__REQUIREMENT__.
Please write out the final portion of the records below exactly: the line containing "Target: face of player", every line after it, and nothing else.

__MATERIAL PROVIDED__.
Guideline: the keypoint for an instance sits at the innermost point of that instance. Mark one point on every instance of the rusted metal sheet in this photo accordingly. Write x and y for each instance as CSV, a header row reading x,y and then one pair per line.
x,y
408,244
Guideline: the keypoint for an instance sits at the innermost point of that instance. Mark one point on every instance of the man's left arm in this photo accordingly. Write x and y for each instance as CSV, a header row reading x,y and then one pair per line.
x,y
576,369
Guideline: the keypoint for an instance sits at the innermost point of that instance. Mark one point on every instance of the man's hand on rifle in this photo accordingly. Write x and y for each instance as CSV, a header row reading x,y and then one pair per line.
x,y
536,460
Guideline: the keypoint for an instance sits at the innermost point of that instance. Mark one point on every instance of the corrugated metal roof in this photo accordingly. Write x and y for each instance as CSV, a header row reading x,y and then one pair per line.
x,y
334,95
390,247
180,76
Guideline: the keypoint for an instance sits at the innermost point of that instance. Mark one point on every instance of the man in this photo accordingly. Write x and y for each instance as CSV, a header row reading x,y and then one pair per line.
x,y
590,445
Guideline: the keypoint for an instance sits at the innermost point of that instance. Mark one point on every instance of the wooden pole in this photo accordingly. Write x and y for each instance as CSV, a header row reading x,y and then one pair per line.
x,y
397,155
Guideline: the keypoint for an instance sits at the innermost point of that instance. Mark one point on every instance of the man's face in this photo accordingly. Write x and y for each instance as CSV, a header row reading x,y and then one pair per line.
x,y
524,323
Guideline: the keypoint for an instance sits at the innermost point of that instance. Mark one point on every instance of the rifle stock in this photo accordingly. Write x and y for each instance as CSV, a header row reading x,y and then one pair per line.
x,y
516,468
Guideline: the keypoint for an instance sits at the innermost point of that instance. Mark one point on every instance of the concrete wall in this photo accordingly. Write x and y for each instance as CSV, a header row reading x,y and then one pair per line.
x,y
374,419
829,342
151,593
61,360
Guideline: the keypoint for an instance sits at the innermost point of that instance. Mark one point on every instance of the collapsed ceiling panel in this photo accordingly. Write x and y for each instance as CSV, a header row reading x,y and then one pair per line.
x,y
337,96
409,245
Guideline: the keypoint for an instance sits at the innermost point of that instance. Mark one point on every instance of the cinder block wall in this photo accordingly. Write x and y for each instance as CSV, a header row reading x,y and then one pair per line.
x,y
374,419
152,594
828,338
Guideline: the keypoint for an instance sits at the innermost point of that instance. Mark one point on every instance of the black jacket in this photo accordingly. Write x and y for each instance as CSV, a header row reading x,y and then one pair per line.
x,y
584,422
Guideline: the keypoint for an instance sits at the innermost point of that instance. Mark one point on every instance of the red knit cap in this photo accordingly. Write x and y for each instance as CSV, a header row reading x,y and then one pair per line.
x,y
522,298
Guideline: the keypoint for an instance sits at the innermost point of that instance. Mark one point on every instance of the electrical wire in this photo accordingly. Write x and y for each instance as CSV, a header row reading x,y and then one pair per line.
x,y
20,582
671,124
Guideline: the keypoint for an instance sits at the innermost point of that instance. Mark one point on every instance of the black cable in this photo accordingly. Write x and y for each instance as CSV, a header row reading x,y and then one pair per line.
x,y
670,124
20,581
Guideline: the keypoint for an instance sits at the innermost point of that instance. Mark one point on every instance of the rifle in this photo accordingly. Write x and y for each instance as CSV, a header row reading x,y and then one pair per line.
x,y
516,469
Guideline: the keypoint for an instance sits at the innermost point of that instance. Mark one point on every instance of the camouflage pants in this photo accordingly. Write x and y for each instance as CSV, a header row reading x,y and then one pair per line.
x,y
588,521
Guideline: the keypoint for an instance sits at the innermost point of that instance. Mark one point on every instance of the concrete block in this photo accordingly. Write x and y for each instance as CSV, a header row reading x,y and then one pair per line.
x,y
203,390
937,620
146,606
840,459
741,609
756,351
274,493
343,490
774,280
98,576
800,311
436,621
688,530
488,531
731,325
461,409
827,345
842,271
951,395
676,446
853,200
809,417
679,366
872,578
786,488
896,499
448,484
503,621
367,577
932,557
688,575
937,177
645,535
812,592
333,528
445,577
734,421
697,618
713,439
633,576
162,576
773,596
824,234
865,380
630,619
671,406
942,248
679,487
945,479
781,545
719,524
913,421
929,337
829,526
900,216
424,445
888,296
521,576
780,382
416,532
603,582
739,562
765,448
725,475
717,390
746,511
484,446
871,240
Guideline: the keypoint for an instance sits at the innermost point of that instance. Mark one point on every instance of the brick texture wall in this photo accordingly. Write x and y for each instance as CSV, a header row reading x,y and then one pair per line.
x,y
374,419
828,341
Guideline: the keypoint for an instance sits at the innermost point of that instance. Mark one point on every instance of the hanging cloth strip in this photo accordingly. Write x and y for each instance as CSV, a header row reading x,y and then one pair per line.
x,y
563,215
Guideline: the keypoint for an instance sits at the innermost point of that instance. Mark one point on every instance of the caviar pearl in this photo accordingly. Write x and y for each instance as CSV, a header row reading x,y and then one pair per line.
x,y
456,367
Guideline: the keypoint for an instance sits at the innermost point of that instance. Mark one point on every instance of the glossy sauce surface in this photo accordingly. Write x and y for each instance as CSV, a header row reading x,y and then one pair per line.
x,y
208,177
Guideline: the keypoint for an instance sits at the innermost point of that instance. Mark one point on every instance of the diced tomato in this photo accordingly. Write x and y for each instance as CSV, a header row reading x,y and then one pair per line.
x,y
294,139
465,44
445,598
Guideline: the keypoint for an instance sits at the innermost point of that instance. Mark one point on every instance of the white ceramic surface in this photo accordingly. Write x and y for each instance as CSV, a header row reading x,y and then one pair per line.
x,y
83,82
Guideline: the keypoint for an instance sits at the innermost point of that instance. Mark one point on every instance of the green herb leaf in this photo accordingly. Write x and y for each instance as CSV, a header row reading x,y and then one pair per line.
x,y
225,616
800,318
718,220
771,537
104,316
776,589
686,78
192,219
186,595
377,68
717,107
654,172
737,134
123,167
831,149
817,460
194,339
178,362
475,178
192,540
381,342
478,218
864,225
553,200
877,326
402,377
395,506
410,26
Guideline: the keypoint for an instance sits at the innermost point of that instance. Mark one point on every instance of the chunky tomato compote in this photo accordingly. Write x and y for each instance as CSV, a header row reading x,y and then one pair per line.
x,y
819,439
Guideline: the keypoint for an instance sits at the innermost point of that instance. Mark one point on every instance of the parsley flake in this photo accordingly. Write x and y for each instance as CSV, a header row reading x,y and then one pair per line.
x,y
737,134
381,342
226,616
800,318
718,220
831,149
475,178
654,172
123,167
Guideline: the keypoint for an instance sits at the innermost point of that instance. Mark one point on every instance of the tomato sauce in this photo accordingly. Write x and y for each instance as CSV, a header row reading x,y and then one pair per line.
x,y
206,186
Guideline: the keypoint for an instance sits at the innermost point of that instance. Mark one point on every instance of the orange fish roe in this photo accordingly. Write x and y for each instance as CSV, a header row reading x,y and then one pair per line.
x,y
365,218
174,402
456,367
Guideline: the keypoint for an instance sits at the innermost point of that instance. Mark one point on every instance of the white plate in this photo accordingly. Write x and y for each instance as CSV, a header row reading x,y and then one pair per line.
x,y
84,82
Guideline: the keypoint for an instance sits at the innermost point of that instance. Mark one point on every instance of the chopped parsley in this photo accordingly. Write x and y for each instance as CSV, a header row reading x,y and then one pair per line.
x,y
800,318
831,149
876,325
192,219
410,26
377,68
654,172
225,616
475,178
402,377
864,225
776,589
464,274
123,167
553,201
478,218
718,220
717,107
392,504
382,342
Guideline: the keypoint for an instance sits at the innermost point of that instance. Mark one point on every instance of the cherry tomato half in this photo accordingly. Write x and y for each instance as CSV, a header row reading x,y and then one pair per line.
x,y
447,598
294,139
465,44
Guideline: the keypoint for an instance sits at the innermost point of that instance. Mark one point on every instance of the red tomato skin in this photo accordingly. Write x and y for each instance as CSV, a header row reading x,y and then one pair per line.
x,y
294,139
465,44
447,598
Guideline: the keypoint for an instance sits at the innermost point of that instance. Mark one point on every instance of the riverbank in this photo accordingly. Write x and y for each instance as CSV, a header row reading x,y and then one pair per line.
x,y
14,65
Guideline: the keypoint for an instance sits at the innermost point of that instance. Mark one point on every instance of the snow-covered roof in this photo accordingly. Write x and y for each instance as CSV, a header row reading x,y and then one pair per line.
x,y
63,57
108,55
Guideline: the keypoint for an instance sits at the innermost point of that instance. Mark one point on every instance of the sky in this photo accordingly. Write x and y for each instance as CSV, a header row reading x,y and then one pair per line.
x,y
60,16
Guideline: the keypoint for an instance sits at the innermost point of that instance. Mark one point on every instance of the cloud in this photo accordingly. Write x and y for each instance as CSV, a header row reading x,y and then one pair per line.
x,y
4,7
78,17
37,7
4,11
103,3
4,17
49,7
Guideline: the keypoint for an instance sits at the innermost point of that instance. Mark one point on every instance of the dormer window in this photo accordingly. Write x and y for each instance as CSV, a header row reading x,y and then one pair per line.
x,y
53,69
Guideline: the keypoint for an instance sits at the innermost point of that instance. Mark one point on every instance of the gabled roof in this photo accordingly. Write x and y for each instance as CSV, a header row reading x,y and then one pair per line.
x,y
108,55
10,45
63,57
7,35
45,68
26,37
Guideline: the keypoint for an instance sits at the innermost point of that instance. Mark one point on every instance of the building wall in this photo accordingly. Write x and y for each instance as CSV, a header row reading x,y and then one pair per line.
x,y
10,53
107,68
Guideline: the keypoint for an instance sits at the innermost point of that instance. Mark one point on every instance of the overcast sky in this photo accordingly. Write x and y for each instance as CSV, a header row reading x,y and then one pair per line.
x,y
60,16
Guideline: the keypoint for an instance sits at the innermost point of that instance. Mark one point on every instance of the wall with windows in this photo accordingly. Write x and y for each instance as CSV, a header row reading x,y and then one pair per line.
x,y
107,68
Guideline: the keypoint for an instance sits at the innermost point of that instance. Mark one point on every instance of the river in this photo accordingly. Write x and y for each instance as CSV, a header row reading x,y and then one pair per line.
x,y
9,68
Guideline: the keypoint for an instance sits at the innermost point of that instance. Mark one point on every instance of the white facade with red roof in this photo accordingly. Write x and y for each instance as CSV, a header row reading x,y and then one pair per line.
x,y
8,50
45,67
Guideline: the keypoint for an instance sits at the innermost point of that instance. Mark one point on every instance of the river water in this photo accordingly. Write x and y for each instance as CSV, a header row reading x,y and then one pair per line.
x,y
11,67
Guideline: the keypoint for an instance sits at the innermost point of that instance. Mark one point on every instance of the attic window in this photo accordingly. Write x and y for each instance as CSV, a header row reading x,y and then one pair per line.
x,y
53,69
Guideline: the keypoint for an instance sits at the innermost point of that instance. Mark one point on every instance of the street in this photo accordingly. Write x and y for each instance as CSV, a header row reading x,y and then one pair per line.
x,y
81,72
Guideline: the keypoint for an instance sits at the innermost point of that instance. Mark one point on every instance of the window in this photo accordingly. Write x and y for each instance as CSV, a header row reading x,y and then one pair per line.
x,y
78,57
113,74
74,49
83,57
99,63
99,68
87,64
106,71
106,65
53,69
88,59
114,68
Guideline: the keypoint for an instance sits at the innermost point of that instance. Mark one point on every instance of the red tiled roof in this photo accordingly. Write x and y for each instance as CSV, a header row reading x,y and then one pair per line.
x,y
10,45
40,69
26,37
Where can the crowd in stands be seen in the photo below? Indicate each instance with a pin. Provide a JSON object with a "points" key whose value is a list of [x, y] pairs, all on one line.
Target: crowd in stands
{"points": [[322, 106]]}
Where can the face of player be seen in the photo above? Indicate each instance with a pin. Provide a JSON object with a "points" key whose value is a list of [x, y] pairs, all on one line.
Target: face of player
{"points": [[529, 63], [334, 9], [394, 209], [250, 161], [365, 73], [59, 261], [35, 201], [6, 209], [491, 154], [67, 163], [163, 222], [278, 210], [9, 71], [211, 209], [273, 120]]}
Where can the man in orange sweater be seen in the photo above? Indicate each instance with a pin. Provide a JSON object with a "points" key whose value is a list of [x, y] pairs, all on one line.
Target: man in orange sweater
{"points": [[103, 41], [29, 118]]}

__SOLUTION FOR THIS PROBLEM__.
Target: face of player
{"points": [[529, 63], [334, 9], [394, 209], [250, 161], [365, 73], [59, 261], [35, 201], [6, 209], [491, 154], [67, 163], [163, 222], [278, 210], [9, 71], [211, 209], [273, 120]]}
Where can the man in orange sweater be seen in the photo above? Indicate each instance with a pin. Provide a JSON object with a "points" key whose value is a list of [x, y] pairs, all on one line.
Target: man in orange sweater
{"points": [[103, 41], [29, 118]]}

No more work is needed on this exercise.